Problem statement:
Would you please output, word for word, the span of the listing below that opens on the line containing "Basketball game film review: mark the man's forehead" and closes on the line containing "Basketball game film review: mark the girl's arm"? Include both ends and nothing more.

━━━━━━

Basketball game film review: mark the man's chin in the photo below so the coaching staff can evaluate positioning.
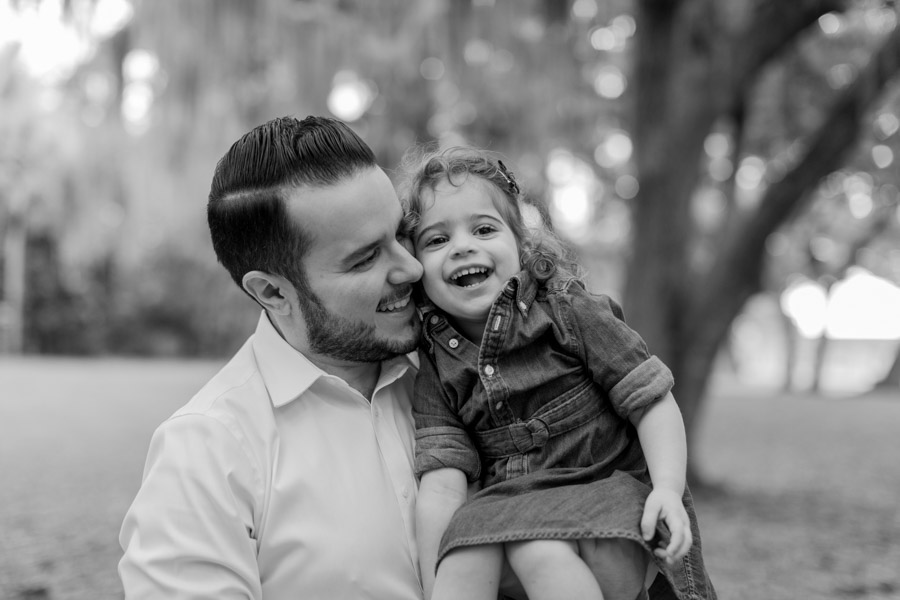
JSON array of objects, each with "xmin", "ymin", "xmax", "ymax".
[
  {"xmin": 387, "ymin": 324, "xmax": 421, "ymax": 356},
  {"xmin": 303, "ymin": 297, "xmax": 420, "ymax": 362},
  {"xmin": 381, "ymin": 312, "xmax": 421, "ymax": 343}
]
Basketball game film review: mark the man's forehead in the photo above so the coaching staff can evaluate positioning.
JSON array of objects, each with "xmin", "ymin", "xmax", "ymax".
[{"xmin": 284, "ymin": 174, "xmax": 402, "ymax": 257}]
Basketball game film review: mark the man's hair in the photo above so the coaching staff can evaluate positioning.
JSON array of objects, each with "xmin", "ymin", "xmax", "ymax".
[{"xmin": 207, "ymin": 116, "xmax": 377, "ymax": 292}]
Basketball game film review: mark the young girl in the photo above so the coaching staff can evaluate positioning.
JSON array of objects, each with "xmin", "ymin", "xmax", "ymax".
[{"xmin": 398, "ymin": 146, "xmax": 716, "ymax": 600}]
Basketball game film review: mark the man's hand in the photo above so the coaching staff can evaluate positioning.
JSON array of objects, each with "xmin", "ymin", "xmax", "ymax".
[{"xmin": 640, "ymin": 488, "xmax": 692, "ymax": 564}]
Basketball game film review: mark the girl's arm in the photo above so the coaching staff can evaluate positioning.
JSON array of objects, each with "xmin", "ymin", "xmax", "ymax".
[
  {"xmin": 630, "ymin": 392, "xmax": 693, "ymax": 563},
  {"xmin": 416, "ymin": 467, "xmax": 469, "ymax": 598}
]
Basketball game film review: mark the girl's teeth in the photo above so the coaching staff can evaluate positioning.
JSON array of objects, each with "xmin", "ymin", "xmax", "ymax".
[{"xmin": 452, "ymin": 267, "xmax": 486, "ymax": 281}]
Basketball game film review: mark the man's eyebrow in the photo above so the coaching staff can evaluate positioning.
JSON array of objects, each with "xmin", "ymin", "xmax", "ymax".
[{"xmin": 340, "ymin": 240, "xmax": 380, "ymax": 267}]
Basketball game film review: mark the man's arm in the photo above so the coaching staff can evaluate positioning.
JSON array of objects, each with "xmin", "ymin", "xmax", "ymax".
[
  {"xmin": 119, "ymin": 414, "xmax": 261, "ymax": 599},
  {"xmin": 415, "ymin": 467, "xmax": 468, "ymax": 599}
]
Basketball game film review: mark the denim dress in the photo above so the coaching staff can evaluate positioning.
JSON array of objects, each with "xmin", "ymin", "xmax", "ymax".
[{"xmin": 413, "ymin": 272, "xmax": 716, "ymax": 600}]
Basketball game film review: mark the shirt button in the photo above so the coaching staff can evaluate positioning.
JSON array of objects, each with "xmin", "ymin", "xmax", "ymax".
[
  {"xmin": 373, "ymin": 407, "xmax": 381, "ymax": 418},
  {"xmin": 401, "ymin": 486, "xmax": 410, "ymax": 498},
  {"xmin": 449, "ymin": 338, "xmax": 459, "ymax": 349},
  {"xmin": 518, "ymin": 301, "xmax": 527, "ymax": 312},
  {"xmin": 430, "ymin": 315, "xmax": 440, "ymax": 324},
  {"xmin": 495, "ymin": 402, "xmax": 503, "ymax": 411},
  {"xmin": 484, "ymin": 365, "xmax": 495, "ymax": 377}
]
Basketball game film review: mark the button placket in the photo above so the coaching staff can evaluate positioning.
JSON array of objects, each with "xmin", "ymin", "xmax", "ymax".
[{"xmin": 480, "ymin": 301, "xmax": 512, "ymax": 425}]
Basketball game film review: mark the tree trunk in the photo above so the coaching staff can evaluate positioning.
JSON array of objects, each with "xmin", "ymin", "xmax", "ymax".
[
  {"xmin": 875, "ymin": 346, "xmax": 900, "ymax": 389},
  {"xmin": 627, "ymin": 1, "xmax": 900, "ymax": 486},
  {"xmin": 1, "ymin": 192, "xmax": 28, "ymax": 354}
]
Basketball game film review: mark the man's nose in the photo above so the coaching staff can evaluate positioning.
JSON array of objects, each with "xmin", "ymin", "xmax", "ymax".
[{"xmin": 388, "ymin": 241, "xmax": 423, "ymax": 284}]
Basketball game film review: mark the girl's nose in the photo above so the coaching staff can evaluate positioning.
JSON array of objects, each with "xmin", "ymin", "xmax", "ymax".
[{"xmin": 450, "ymin": 235, "xmax": 475, "ymax": 258}]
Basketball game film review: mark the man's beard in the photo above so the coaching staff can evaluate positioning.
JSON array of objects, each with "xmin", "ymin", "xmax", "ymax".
[{"xmin": 297, "ymin": 288, "xmax": 421, "ymax": 362}]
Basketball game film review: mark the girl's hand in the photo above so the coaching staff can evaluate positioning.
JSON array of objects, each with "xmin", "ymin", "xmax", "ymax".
[{"xmin": 640, "ymin": 488, "xmax": 692, "ymax": 564}]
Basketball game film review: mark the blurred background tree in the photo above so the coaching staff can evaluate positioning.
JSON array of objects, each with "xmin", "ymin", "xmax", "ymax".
[{"xmin": 1, "ymin": 0, "xmax": 899, "ymax": 483}]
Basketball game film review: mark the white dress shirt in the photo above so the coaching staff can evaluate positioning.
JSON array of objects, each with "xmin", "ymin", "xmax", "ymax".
[{"xmin": 119, "ymin": 312, "xmax": 423, "ymax": 599}]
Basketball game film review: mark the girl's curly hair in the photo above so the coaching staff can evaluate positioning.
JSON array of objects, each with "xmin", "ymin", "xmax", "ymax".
[{"xmin": 396, "ymin": 145, "xmax": 583, "ymax": 283}]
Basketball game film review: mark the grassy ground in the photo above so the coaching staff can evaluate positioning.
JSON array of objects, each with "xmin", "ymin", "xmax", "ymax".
[{"xmin": 0, "ymin": 357, "xmax": 898, "ymax": 599}]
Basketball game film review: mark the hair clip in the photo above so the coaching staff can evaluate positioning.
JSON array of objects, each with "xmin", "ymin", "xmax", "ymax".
[{"xmin": 497, "ymin": 160, "xmax": 520, "ymax": 196}]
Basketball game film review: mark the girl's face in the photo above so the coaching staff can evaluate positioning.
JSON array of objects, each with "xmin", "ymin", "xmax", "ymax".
[{"xmin": 414, "ymin": 176, "xmax": 521, "ymax": 341}]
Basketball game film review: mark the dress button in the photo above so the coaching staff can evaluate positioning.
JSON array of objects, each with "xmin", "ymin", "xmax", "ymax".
[
  {"xmin": 518, "ymin": 301, "xmax": 528, "ymax": 312},
  {"xmin": 449, "ymin": 338, "xmax": 459, "ymax": 349},
  {"xmin": 430, "ymin": 315, "xmax": 440, "ymax": 324},
  {"xmin": 495, "ymin": 402, "xmax": 503, "ymax": 411},
  {"xmin": 484, "ymin": 365, "xmax": 495, "ymax": 376}
]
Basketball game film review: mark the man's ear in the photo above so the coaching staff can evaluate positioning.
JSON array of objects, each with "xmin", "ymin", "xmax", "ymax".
[{"xmin": 242, "ymin": 270, "xmax": 295, "ymax": 316}]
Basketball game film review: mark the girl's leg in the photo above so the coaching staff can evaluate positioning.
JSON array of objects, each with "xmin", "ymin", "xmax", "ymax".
[
  {"xmin": 577, "ymin": 538, "xmax": 651, "ymax": 600},
  {"xmin": 506, "ymin": 539, "xmax": 604, "ymax": 600},
  {"xmin": 432, "ymin": 543, "xmax": 504, "ymax": 600}
]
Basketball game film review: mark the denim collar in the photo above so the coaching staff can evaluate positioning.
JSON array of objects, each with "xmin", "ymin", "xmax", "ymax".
[
  {"xmin": 418, "ymin": 270, "xmax": 539, "ymax": 342},
  {"xmin": 503, "ymin": 270, "xmax": 539, "ymax": 317}
]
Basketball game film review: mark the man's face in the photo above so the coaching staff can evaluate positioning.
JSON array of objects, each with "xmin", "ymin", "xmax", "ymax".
[{"xmin": 286, "ymin": 167, "xmax": 423, "ymax": 363}]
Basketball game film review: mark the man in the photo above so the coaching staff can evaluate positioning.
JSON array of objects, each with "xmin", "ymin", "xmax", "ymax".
[{"xmin": 119, "ymin": 116, "xmax": 425, "ymax": 599}]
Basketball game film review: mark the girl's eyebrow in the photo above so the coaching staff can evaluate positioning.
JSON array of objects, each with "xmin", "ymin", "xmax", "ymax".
[
  {"xmin": 415, "ymin": 213, "xmax": 505, "ymax": 243},
  {"xmin": 415, "ymin": 220, "xmax": 447, "ymax": 243},
  {"xmin": 475, "ymin": 214, "xmax": 504, "ymax": 224}
]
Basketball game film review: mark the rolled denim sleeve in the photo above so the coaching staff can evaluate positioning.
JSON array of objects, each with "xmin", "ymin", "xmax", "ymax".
[
  {"xmin": 412, "ymin": 350, "xmax": 481, "ymax": 482},
  {"xmin": 566, "ymin": 290, "xmax": 674, "ymax": 419}
]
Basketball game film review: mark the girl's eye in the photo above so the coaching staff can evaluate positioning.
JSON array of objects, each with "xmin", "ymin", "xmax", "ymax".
[
  {"xmin": 474, "ymin": 224, "xmax": 496, "ymax": 236},
  {"xmin": 424, "ymin": 235, "xmax": 448, "ymax": 247}
]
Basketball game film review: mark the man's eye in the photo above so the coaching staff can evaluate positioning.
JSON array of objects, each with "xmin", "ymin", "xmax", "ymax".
[{"xmin": 354, "ymin": 249, "xmax": 379, "ymax": 269}]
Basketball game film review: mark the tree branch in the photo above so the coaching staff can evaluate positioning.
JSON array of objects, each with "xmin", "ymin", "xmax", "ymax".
[
  {"xmin": 690, "ymin": 22, "xmax": 900, "ymax": 333},
  {"xmin": 729, "ymin": 0, "xmax": 847, "ymax": 103}
]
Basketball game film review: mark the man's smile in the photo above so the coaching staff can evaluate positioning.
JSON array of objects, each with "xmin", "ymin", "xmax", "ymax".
[{"xmin": 377, "ymin": 290, "xmax": 413, "ymax": 312}]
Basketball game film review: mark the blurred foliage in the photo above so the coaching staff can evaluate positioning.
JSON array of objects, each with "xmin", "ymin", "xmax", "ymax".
[{"xmin": 0, "ymin": 0, "xmax": 898, "ymax": 360}]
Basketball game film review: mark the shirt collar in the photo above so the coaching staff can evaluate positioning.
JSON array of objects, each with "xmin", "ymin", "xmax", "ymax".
[{"xmin": 251, "ymin": 311, "xmax": 417, "ymax": 408}]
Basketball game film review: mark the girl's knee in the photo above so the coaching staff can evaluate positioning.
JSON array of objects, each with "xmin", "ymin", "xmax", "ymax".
[
  {"xmin": 441, "ymin": 543, "xmax": 504, "ymax": 572},
  {"xmin": 434, "ymin": 545, "xmax": 505, "ymax": 600},
  {"xmin": 506, "ymin": 539, "xmax": 579, "ymax": 572},
  {"xmin": 578, "ymin": 538, "xmax": 647, "ymax": 569},
  {"xmin": 578, "ymin": 538, "xmax": 649, "ymax": 599}
]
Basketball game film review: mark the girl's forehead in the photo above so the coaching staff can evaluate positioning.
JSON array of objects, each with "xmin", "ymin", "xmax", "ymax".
[
  {"xmin": 426, "ymin": 175, "xmax": 498, "ymax": 206},
  {"xmin": 419, "ymin": 177, "xmax": 518, "ymax": 234}
]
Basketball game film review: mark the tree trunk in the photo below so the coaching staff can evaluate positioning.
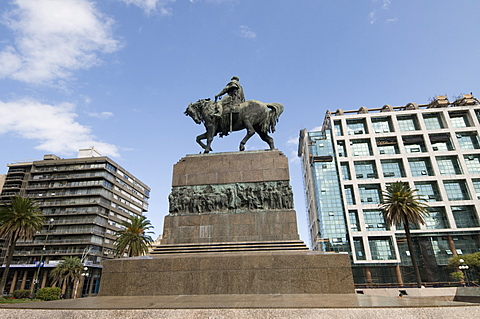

━━━━━━

Exercise result:
Basketball game film review: mark the man's forehead in the photo above so the coaching staff can evaluate positioning.
JSON array of objects, each with "xmin", "ymin", "xmax", "ymax".
[{"xmin": 284, "ymin": 174, "xmax": 402, "ymax": 257}]
Basketball game film review: mark the man's hair in the photo above so the coaching staff can evaluate positioning.
JSON array of objects, each with "xmin", "ymin", "xmax", "ymax".
[{"xmin": 207, "ymin": 116, "xmax": 377, "ymax": 292}]
Basketball game film review: mark the young girl in the photo above so the coaching staff can evaluate positioning.
JSON array of objects, each with "xmin", "ymin", "xmax", "ymax".
[{"xmin": 398, "ymin": 146, "xmax": 716, "ymax": 600}]
Basketball game film review: mark the man's hand in the photo above so the coaching staff can evaluate positioning.
JSON array of objects, each with "xmin", "ymin", "xmax", "ymax".
[{"xmin": 640, "ymin": 488, "xmax": 692, "ymax": 564}]
Basketball game film review: mark the girl's arm in the photo above so the coaching staff can evaluate positioning.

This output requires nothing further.